### Görev amacı
Bursaspor ile Fenerbahçe maçını anlatan yazıdan "Maç başlar başlamaz" ile "kaleci şutu kurtardı." arasındaki bölümü, bu iki ifade de dahil olmak üzere hiçbir şeyi değiştirmeden çıkarın.

### Kaynak metin
Müthiş maçta gülen yok

Spor Toto Süper Lig'in 10. haftasının kritik maçında Bursaspor ile Fenerbahçe 1-1 berabere kaldı.

Müthiş maçta gülen yok

Geçen sezonun son haftasının son dakikalarında yaşanan dramatik olaylar zinciri uzun yıllar hafızalardan silinmeyecek. O akşam önce sevinen sonra üzülen Vederson, o akşam gerçekten sevinenlerin tarafına geçmişti. Bursaspor şampiyonluğun ardından belki bol sıfırlı bir Şampiyonlar Ligi macerası geçiriyor ama ligde yenilmez. Fenerbahçe’yi de yenerlerse İstanbul’un büyükleri uzun süre başlarına bela olamayacak kadar uzakta kalacak.

Fenerbahçe geçen hafta yaşadığı Galatasaray beraberliğinden sonra daha büyük şoku Niang ve Dia sakatlıkları ve Lugano’nun cezasıyla yaşamıştı. Büyük Reis Yobo, yeni partneri Bilica’ya alışabilecek miydi? Geçen sezonun kader maçlarından birinde, İstanbul’daki Bursa maçında yaptığı gereksiz faulle belki de şampiyonu değiştiren Bilica, Aykut Kocaman’ın gözünden düşmüştü. Ama İlhan da sakat olunca Brezilyalı sahada bulmuştu kendisini.

Maç başlar başlamaz Bursaspor’un yarı alanının orta yuvarlağa yakın bölümünde baskı kurmaya başladı Fenerbahçe. Kendine yakın güçteki takımları yenemeyen Fenerbahçe, ilk düdükten itibaren oyunu yönlendiren ekip oldu. Bursaspor bir türlü topu rakibin ceza alanının önüne aktaramıyordu. Bunu ilk başardıkları 11. dakikada gerçekleşti. Volkan’ın pasında Sercan kendisini kaleci Volkan’la karşı karşıya buldu. Geçen haftadan ısınmış olan milli kaleci şutu kurtardı.

Alex sanki yeniden doğmuş gibiydi. Önde kurulan baskıya karınca kararınca katkıda bulunuyor, devamlı hücum girişiminde bulunuyordu. 14’te Alex’in şutu önündeki Ömer’e çarptı. Seken top Hüseyin’in kafasından havalanıp kendi kalesine gitti. Ivankov uzandı ve köşeden bu tehlikeyi önledi. Komik goller üzerine filmler yapanlar da önemli bir sahneyi ellerinde kaçırmış oldular. 16’da Gökhan’ın şutunda başarılıydı yine Bulgar kaleci. Ama 1 dakika sonra Fenerbahçe baskısının meyvesi geldi. Bu sezon gollerinin büyük bölümünü ilk yarım saatte atan sarı-lacivertliler soldan Emre ile geldi. Bilica ile verkaça giren son dönemin en formda Fenerbahçelisi, uzak durakta vole duruşuna geçen Alex’i gördü. Kaptanın volesine altı pasta ayak koyan gönlü genç Semih oldu: 0-1.

### Çıkarılan veriler
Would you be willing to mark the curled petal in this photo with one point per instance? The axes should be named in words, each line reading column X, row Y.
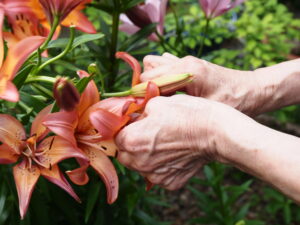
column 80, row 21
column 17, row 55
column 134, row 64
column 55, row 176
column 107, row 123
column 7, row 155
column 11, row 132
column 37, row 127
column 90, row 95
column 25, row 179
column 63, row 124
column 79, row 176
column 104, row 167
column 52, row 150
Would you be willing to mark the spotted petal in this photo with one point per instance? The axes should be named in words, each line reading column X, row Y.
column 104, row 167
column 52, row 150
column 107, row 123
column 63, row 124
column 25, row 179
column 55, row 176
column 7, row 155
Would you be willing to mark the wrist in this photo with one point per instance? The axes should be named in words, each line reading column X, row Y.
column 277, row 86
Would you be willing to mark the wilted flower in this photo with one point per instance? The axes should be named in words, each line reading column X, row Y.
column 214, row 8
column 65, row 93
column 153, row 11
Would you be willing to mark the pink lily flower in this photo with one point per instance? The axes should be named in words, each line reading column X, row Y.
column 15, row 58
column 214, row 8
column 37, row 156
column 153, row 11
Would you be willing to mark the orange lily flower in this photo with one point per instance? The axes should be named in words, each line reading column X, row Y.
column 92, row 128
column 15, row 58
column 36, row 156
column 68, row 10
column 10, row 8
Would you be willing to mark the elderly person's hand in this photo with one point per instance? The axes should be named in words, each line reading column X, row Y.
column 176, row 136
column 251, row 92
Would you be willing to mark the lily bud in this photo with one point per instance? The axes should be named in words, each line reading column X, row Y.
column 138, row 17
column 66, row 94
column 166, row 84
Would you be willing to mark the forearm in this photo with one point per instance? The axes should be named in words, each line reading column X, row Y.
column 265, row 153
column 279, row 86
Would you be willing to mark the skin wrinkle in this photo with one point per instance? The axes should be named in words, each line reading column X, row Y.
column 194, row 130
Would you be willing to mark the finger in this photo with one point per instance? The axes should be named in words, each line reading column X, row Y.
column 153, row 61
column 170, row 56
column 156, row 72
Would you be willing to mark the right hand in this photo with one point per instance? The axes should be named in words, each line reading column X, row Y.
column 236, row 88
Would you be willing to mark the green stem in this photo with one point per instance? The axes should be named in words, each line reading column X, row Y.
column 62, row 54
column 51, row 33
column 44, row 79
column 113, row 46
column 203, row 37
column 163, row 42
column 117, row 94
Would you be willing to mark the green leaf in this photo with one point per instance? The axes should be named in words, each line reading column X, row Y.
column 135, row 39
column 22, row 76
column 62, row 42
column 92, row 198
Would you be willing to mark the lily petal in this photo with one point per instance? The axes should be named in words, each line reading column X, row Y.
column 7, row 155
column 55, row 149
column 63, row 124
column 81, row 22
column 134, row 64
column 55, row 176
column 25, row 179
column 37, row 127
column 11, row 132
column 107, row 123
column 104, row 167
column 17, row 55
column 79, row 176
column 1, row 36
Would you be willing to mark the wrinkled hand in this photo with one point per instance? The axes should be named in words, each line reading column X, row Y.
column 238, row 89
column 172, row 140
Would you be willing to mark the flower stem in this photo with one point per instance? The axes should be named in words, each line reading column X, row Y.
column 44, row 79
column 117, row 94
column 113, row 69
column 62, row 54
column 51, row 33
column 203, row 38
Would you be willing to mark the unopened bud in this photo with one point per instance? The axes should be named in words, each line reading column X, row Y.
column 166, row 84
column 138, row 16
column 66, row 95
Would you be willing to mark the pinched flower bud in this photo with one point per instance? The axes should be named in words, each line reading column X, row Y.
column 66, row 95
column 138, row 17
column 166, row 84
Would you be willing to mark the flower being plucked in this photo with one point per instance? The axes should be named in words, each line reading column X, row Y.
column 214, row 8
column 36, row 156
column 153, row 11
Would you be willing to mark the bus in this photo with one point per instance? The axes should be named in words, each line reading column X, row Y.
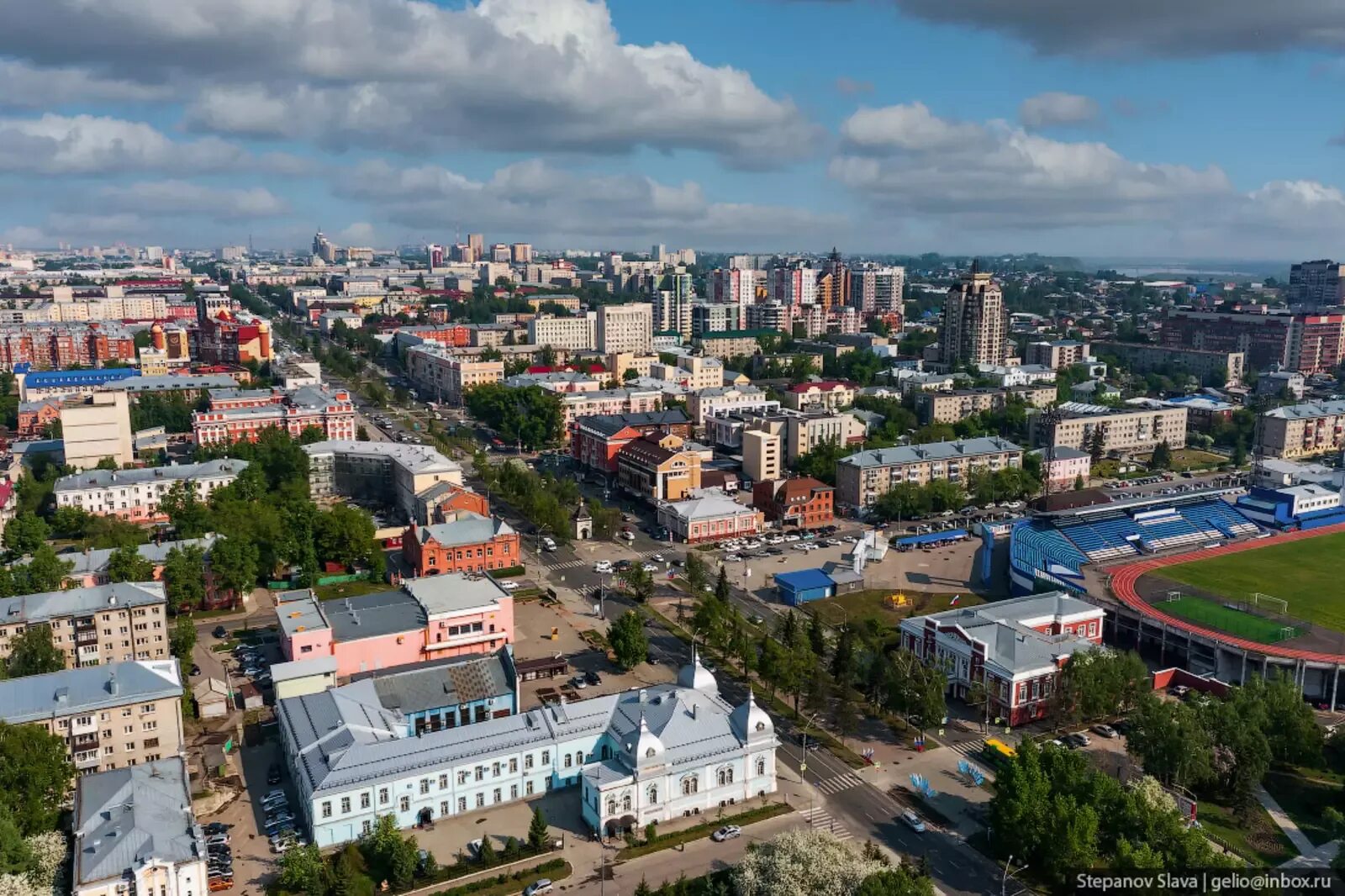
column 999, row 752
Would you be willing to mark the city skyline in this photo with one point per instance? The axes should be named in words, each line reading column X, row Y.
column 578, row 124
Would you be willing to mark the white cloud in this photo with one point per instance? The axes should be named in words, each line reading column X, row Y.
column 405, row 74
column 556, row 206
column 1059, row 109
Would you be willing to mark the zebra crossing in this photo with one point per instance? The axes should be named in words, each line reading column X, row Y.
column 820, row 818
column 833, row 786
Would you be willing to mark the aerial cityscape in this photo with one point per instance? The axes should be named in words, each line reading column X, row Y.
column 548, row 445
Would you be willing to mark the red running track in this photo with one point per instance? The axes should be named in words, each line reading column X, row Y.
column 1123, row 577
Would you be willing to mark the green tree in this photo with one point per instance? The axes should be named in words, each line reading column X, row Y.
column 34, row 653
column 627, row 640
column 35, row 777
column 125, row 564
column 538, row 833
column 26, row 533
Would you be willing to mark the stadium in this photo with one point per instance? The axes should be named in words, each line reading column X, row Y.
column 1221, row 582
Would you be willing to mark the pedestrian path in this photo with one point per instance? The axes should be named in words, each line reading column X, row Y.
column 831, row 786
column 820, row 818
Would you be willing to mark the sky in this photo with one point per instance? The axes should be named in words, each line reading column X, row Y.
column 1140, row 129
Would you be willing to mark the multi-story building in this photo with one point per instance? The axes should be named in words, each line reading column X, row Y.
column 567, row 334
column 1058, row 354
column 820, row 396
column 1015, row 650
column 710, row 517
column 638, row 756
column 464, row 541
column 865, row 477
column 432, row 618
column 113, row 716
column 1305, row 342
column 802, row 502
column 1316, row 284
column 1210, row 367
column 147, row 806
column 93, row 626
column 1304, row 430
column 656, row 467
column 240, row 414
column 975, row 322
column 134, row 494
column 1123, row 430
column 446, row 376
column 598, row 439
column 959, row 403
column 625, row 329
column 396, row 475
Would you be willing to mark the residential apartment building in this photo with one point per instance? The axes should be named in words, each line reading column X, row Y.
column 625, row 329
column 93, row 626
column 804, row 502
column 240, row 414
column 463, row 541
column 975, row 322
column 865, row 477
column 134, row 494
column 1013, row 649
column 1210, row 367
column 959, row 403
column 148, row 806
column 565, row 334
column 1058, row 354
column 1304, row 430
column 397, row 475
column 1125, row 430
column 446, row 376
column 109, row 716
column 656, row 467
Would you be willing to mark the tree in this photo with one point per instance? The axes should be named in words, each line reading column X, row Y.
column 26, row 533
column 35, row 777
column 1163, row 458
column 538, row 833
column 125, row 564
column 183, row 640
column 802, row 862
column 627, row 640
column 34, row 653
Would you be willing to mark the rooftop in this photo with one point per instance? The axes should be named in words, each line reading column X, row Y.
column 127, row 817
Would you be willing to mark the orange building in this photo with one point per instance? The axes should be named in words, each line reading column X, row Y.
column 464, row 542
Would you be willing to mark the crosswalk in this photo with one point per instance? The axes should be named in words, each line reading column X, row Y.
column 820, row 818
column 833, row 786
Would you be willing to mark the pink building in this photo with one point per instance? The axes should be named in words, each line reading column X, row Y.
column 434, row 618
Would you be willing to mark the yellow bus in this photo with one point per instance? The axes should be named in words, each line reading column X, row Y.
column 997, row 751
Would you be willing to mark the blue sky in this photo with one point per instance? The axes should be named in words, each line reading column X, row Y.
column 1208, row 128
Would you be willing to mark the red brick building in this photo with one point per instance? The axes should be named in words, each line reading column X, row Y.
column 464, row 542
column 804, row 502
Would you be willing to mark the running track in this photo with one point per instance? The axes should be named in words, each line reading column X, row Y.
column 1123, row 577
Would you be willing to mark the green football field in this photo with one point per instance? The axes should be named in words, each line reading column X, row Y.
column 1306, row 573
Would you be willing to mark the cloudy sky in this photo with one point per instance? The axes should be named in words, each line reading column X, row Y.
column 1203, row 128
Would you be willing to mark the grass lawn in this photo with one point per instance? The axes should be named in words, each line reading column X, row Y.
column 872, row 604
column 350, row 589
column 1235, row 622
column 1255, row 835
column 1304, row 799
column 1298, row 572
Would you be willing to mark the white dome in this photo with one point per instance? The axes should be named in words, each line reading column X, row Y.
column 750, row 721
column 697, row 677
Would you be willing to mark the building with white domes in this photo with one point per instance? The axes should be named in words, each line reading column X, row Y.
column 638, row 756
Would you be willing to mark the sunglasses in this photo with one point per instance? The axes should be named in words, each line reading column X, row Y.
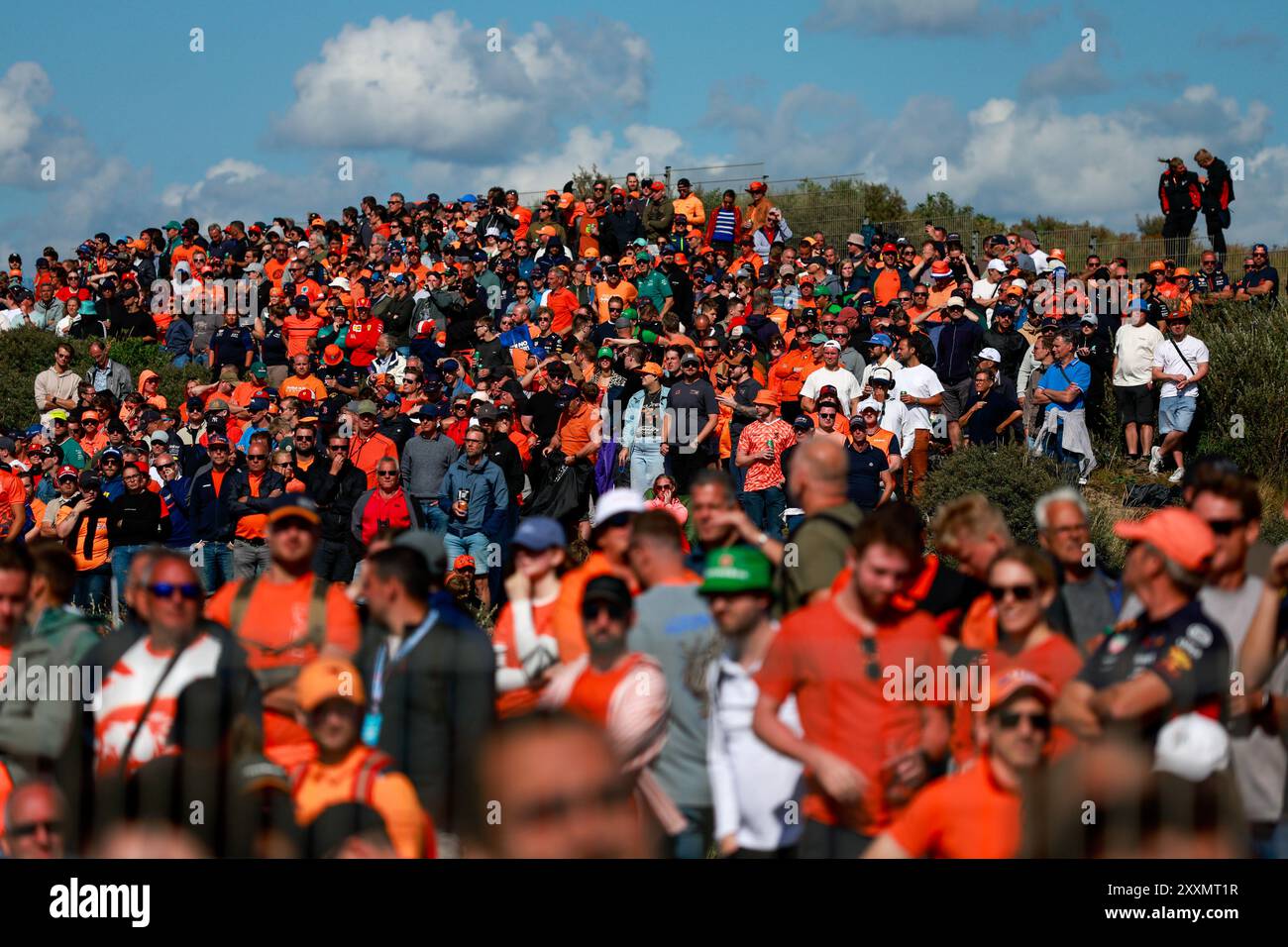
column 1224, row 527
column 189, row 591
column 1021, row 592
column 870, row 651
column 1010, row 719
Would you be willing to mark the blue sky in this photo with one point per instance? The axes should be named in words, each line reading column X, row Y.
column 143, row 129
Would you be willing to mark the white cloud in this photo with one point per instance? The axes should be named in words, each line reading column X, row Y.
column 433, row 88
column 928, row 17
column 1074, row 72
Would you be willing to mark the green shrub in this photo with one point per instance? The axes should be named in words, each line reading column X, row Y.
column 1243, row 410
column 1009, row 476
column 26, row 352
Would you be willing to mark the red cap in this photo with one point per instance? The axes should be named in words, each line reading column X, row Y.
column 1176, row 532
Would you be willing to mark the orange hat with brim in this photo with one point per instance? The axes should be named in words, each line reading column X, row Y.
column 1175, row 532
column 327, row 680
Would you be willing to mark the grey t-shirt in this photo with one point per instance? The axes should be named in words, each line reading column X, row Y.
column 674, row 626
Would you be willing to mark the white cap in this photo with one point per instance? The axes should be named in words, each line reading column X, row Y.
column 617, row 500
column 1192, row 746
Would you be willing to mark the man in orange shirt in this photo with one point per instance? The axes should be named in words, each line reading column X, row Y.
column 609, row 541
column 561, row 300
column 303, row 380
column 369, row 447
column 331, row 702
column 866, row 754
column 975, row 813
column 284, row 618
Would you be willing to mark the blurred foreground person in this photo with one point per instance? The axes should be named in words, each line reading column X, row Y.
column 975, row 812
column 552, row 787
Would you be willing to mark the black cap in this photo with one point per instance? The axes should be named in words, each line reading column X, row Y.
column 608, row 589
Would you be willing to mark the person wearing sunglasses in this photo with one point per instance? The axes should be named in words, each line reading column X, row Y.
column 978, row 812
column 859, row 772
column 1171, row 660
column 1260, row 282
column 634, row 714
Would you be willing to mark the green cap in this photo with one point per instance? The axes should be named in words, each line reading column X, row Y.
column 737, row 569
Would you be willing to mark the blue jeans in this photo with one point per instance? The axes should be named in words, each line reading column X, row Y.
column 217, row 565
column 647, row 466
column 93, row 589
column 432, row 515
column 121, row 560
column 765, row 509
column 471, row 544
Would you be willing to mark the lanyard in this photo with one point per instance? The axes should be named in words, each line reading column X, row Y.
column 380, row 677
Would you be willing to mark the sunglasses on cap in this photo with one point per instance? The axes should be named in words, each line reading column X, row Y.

### Tamamlanan alıştırma
Maç başlar başlamaz Bursaspor’un yarı alanının orta yuvarlağa yakın bölümünde baskı kurmaya başladı Fenerbahçe. Kendine yakın güçteki takımları yenemeyen Fenerbahçe, ilk düdükten itibaren oyunu yönlendiren ekip oldu. Bursaspor bir türlü topu rakibin ceza alanının önüne aktaramıyordu. Bunu ilk başardıkları 11. dakikada gerçekleşti. Volkan’ın pasında Sercan kendisini kaleci Volkan’la karşı karşıya buldu. Geçen haftadan ısınmış olan milli kaleci şutu kurtardı.